Stored data entries
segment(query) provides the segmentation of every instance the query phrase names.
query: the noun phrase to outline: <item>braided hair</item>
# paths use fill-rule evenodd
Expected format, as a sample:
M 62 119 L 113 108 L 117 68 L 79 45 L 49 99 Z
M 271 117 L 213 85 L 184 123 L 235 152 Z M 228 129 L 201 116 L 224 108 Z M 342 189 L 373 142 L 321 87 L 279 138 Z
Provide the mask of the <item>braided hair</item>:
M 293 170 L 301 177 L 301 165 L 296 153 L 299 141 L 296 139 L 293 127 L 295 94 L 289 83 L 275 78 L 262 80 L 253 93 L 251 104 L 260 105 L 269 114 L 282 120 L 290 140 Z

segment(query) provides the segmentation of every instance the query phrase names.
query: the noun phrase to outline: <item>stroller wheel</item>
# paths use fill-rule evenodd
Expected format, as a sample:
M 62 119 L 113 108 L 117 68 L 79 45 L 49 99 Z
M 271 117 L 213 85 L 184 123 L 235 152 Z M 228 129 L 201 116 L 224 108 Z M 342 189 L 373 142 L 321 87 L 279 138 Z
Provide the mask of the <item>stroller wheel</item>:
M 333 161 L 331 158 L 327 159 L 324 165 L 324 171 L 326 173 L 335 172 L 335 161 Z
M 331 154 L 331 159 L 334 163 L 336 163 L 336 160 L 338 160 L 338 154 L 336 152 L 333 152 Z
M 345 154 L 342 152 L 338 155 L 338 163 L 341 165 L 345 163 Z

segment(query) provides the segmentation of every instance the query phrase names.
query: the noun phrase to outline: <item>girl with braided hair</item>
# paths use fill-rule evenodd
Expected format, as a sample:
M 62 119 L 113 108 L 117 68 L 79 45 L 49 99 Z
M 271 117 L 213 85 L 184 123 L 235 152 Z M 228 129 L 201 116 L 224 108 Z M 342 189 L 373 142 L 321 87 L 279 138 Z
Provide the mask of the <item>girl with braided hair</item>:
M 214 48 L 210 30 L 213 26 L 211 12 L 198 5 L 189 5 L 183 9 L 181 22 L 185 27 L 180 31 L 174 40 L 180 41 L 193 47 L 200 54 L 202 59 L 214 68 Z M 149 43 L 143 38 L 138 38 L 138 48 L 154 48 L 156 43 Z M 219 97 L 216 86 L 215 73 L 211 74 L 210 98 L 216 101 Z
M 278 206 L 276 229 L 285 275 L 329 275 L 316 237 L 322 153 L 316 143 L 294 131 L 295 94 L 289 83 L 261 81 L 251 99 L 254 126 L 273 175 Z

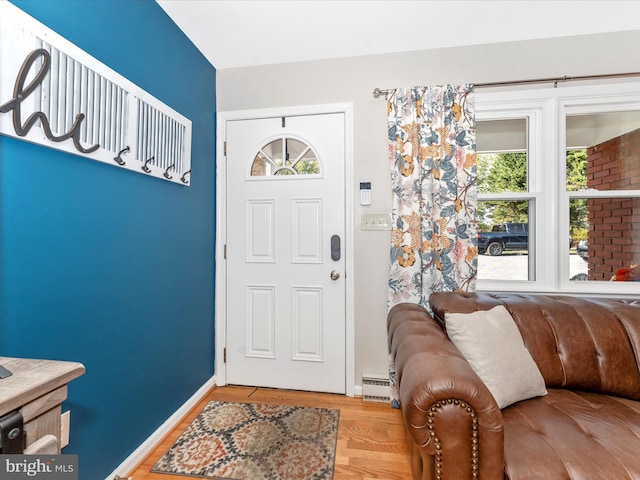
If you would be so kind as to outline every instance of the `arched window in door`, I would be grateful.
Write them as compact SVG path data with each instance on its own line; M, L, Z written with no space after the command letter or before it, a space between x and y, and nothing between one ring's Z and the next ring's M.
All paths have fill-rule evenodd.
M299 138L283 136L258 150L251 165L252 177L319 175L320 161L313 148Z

---

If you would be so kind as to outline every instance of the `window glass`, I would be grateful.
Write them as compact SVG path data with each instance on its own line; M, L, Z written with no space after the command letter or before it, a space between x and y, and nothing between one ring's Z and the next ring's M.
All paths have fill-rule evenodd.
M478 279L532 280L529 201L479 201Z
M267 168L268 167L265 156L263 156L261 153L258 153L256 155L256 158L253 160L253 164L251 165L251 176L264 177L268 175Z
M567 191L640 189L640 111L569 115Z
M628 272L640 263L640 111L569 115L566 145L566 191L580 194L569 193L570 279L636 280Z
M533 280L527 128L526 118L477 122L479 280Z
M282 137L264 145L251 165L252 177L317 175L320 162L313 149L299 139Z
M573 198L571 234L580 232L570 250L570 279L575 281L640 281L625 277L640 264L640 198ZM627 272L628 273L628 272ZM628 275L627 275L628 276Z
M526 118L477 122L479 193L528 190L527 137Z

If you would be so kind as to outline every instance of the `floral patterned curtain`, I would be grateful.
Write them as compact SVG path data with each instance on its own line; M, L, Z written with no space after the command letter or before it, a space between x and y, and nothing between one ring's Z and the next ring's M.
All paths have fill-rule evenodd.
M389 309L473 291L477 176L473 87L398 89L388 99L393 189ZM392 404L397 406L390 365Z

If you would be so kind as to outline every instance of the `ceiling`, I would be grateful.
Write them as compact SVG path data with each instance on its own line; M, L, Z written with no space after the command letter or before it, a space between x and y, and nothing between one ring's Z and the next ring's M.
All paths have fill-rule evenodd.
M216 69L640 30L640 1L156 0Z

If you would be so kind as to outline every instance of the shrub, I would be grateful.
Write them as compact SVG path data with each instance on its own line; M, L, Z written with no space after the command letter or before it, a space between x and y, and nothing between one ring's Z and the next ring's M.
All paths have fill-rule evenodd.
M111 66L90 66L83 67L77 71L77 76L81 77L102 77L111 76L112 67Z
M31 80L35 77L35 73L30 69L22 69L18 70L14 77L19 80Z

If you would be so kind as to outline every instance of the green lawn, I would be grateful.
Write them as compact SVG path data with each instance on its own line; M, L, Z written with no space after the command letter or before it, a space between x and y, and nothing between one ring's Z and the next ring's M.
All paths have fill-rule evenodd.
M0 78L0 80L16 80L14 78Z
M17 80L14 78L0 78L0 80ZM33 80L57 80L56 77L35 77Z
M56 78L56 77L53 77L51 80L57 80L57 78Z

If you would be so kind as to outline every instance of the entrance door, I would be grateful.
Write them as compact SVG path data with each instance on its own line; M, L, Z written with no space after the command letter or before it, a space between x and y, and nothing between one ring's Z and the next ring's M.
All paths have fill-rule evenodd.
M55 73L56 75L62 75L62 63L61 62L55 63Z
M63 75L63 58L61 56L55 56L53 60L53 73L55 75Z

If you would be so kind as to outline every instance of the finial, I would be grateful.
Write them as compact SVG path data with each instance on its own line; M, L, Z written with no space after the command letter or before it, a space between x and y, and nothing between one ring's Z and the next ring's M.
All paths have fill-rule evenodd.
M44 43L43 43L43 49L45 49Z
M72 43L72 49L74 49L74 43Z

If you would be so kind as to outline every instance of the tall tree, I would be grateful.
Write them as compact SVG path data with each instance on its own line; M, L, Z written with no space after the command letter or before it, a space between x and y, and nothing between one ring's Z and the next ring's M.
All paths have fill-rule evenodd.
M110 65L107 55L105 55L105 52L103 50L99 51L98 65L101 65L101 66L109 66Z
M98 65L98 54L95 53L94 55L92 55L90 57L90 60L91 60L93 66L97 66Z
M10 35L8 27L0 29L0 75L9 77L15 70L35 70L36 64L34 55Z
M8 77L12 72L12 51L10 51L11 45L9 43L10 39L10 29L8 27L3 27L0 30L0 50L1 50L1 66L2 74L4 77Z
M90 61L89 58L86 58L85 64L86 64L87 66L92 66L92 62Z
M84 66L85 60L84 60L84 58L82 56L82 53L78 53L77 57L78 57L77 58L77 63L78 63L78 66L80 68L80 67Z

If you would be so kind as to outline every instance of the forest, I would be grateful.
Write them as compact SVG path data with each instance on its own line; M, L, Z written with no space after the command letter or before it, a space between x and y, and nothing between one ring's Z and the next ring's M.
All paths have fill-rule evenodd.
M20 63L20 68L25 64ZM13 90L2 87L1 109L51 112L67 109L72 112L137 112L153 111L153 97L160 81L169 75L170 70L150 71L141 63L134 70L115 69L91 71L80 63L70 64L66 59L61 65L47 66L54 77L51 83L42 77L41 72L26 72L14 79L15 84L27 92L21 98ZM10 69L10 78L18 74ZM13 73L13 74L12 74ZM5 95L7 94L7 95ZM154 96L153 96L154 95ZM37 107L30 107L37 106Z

...

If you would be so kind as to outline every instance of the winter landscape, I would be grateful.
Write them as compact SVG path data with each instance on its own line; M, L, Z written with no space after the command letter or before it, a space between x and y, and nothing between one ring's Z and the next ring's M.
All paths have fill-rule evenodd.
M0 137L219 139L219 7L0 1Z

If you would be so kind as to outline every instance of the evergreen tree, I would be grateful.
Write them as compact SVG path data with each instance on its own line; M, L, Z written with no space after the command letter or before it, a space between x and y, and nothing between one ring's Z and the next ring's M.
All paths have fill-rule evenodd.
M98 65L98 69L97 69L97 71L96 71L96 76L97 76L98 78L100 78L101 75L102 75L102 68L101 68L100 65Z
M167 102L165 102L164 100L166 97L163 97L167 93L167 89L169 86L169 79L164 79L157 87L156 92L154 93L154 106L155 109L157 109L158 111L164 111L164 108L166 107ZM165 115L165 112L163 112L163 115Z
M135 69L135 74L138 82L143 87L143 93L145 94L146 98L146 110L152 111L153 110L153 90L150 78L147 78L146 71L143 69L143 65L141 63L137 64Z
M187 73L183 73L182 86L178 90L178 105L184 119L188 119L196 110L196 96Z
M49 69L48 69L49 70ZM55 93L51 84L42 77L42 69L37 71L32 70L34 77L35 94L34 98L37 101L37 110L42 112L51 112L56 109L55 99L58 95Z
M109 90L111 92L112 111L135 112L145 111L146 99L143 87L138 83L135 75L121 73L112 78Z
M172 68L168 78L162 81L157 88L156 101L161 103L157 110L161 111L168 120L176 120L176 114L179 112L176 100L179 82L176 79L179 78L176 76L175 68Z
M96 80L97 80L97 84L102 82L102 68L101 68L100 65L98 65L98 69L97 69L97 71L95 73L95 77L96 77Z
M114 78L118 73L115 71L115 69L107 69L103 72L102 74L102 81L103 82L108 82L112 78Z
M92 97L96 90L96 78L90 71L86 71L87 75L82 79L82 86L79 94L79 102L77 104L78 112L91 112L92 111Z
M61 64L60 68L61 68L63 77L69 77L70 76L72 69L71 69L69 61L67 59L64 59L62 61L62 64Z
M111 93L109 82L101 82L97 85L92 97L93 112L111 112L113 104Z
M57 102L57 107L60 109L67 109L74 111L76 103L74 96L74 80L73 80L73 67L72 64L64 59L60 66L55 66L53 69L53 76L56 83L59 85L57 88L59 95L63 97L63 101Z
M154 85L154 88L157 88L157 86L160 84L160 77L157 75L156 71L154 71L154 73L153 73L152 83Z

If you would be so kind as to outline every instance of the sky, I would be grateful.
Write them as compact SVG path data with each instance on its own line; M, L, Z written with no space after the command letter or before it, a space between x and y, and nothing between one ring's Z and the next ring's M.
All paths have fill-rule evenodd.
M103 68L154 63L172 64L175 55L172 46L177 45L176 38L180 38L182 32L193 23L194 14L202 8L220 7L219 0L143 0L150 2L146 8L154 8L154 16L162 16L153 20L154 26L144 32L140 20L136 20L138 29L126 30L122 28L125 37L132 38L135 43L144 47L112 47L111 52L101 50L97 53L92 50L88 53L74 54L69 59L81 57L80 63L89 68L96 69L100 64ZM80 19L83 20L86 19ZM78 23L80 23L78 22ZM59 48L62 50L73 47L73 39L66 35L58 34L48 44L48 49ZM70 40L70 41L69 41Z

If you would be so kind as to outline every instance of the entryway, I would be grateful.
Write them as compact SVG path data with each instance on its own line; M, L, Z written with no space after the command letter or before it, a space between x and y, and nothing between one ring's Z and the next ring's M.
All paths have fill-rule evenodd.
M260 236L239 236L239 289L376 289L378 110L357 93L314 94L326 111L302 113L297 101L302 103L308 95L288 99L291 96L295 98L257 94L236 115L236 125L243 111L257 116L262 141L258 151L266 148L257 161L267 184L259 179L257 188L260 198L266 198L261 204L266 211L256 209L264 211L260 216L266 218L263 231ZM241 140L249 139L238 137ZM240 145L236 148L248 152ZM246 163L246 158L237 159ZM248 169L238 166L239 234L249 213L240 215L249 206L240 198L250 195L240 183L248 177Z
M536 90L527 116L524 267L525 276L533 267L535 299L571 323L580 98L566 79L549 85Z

THE TASK:
Read the entries above, then pull out the lines that include "door".

REPLY TO THE TASK:
If you would be so kind as to outline every instance of the `arched window in door`, I would be grateful.
If you would be so kind as to outline every instance of the entrance door, I would be grateful.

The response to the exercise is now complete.